• **Given task**: Reproduce every entry exactly as shown.
--------
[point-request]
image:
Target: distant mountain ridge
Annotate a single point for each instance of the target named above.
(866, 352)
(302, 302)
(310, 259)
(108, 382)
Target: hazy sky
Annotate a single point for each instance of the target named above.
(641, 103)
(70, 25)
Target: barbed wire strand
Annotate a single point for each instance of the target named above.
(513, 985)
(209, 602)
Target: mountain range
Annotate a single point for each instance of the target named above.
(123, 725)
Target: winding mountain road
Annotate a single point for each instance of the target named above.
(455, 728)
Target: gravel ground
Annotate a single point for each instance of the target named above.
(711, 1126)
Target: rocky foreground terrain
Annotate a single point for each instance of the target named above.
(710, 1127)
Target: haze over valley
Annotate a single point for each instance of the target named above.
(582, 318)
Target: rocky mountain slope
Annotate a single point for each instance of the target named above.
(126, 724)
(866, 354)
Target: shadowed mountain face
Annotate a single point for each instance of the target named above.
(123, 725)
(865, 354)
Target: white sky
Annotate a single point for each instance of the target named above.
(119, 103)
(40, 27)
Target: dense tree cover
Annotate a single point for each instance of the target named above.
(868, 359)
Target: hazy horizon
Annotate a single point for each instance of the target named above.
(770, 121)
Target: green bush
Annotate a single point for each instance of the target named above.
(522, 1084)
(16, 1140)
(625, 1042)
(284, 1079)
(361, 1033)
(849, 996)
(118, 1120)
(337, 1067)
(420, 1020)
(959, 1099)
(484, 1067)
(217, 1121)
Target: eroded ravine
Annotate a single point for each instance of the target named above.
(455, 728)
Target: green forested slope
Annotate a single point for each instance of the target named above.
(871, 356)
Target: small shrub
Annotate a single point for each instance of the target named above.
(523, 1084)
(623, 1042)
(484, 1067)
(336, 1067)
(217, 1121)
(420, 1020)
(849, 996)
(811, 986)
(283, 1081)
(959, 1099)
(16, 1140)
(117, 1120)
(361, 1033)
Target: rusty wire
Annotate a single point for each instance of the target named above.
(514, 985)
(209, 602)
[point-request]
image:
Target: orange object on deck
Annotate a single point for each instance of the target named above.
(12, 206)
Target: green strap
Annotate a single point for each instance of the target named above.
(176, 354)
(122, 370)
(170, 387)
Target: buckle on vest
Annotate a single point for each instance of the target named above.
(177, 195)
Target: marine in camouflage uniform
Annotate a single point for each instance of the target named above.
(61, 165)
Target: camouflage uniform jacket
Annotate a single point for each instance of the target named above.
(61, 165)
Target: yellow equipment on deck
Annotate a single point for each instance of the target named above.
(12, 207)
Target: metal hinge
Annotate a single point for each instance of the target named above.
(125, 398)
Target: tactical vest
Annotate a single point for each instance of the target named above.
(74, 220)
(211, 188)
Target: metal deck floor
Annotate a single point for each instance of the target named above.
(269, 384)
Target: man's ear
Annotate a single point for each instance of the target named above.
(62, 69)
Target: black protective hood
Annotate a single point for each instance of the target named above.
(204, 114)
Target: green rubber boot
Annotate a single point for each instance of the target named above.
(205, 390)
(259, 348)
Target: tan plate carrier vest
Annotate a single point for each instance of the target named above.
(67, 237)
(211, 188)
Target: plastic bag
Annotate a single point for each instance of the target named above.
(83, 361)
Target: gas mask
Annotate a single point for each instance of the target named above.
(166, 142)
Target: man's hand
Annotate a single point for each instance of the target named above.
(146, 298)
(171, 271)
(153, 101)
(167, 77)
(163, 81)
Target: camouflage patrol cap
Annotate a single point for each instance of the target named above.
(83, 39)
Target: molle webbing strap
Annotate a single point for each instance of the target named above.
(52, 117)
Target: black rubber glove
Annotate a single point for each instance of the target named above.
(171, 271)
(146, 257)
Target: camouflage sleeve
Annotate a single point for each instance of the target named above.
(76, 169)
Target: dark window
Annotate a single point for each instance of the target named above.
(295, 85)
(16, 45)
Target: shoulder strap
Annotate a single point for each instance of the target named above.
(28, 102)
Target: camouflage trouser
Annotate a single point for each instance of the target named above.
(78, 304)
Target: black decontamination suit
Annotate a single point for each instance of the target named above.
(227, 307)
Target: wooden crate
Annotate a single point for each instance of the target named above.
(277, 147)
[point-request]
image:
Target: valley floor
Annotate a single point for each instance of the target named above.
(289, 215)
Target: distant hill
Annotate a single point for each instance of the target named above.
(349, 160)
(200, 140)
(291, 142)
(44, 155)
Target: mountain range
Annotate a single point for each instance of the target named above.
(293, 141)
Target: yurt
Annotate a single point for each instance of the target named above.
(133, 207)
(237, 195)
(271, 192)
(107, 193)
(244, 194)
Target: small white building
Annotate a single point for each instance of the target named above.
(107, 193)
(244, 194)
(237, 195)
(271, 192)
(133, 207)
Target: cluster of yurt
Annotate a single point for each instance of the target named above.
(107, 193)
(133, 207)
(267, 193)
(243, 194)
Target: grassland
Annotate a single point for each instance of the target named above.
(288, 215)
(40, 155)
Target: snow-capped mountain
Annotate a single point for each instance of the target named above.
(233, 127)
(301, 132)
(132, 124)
--------
• **Final result**:
[point-request]
image:
Target: distant mountain ridge
Annotate a single point for each instance of the target named above.
(866, 352)
(302, 302)
(310, 259)
(108, 382)
Target: hazy sky
Annotate a single point for each instance of the target named above.
(641, 103)
(70, 25)
Target: barbed wire strand
Annotate a single point for each instance of the target named above.
(513, 985)
(209, 602)
Target: mountain range
Annotate a single point for each instance of the target named above.
(123, 725)
Target: winding mountain road
Annotate a single point for each instance of the target named above.
(455, 728)
Target: gravel ground
Annotate a single point for each instance of the target named above.
(711, 1126)
Target: rocky foreground terrain
Annotate a single point for each instance of the target named above.
(710, 1127)
Target: haze over valley
Annotate a single point for each instance of the target named above.
(582, 318)
Target: rocky mountain slope
Annotate a single point for each instance of the target named above.
(126, 724)
(866, 354)
Target: shadowed mountain face
Annotate a single point for each instance of the target named above.
(123, 725)
(865, 354)
Target: white sky
Annotate a single point for each instance of the target named above.
(119, 103)
(40, 27)
Target: dense tree cover
Annotate a single point for each instance of the target named above.
(868, 359)
Target: hazy horizon
Annotate a single point for each instance of the target named above.
(770, 121)
Target: green bush
Annotate a single point for each instance of the target named above.
(522, 1084)
(16, 1140)
(625, 1042)
(284, 1079)
(361, 1033)
(849, 996)
(118, 1120)
(337, 1067)
(420, 1020)
(959, 1099)
(484, 1067)
(217, 1121)
Target: eroded ravine
Annotate a single point for each instance of the target named above.
(455, 728)
Target: green forested slope
Annotate a single point for each instance of the target named above.
(871, 356)
Target: small shrub
Annotate a single point for each instance of the target named above.
(523, 1084)
(623, 1042)
(484, 1067)
(336, 1067)
(217, 1121)
(420, 1020)
(849, 996)
(811, 986)
(283, 1081)
(959, 1099)
(16, 1140)
(117, 1120)
(361, 1033)
Target: rusty wire
Annotate a single point for each instance of the target named above.
(514, 985)
(209, 602)
[point-request]
image:
Target: orange object on deck
Annotate a single point for each instance of the target named above.
(12, 206)
Target: green strap
Annotate a single point for each instance of the target named above.
(176, 354)
(122, 370)
(170, 387)
Target: buckle on vest
Annotate a single point for each instance of the target named above.
(177, 195)
Target: marine in camouflage uniform
Annotate a single point for each instance of the target named above.
(61, 165)
Target: camouflage uniform jacket
Annotate a single point for each instance of the target named above.
(61, 165)
Target: yellow equipment on deck
Annotate a single point for each instance of the target named above.
(12, 207)
Target: metal hinge
Annotate a single point for each instance of the target named above.
(125, 398)
Target: tactical vest
Annotate a single point for each instance of the target named above.
(74, 220)
(211, 188)
Target: metal deck floor
Annotate a single point for each instance of the target named above.
(269, 384)
Target: man's ear
Annotate a single point for each instance of the target named above.
(62, 69)
Target: black protective hood
Annotate a single point for each instance of the target named above.
(204, 114)
Target: green rubber boot
Annotate a single point for each instance of the target named above.
(205, 390)
(259, 348)
Target: tan plate carrier vest
Annotate a single point for each instance of the target named above.
(67, 237)
(211, 188)
Target: plastic bag
Annotate a single point for each instance of the target named above.
(83, 361)
Target: gas mask
Annotate a single point for each instance of the target named above.
(166, 142)
Target: man's hand
Annotate a single point for each instance of the target named above.
(146, 298)
(171, 271)
(153, 101)
(167, 77)
(163, 81)
Target: camouflage patrol cap
Annotate a single point for each instance of the target named above.
(83, 39)
Target: molle webbing strap
Annotate a single point for each instance of the target named above.
(52, 117)
Target: black rubber glove
Annotate a single point for each instance of the target named above.
(171, 271)
(146, 257)
Target: camouflage sleeve
Annotate a single point for each instance of the target named above.
(76, 169)
Target: dark window
Annotate a single point for each instance of the target named above.
(295, 85)
(16, 45)
Target: shoulder strap
Annotate a single point for each instance of the target named above.
(28, 102)
Target: camouflage trouser
Annotate a single point for each instance of the target named above.
(78, 304)
Target: black decontamination suit
Annotate a single point for each instance of the target named above.
(227, 307)
Target: wooden crate
Annotate a single point for each instance of the target named above.
(277, 147)
[point-request]
image:
Target: valley floor
Annotate a single point for each instance of the target named above.
(289, 215)
Target: distant hill
Annotate a single point for each instance of the target named above.
(349, 160)
(200, 140)
(291, 142)
(44, 155)
Target: mountain range
Annotate a single point for each instance of the target named above.
(293, 141)
Target: yurt
Annotate a single point for each instance of the target named above.
(133, 207)
(237, 195)
(271, 192)
(107, 193)
(244, 194)
Target: small white building
Annotate a single point for each instance of the target named above.
(107, 193)
(244, 194)
(237, 195)
(271, 192)
(133, 207)
Target: cluster of yurt
Annotate a single point for each instance of the target named above.
(107, 193)
(133, 207)
(267, 193)
(243, 194)
Target: grassland
Annotate a single point for each instance of the target named above.
(288, 215)
(40, 155)
Target: snow-capped mountain
Annotate a single point for each instance of the target named above.
(233, 127)
(301, 132)
(132, 124)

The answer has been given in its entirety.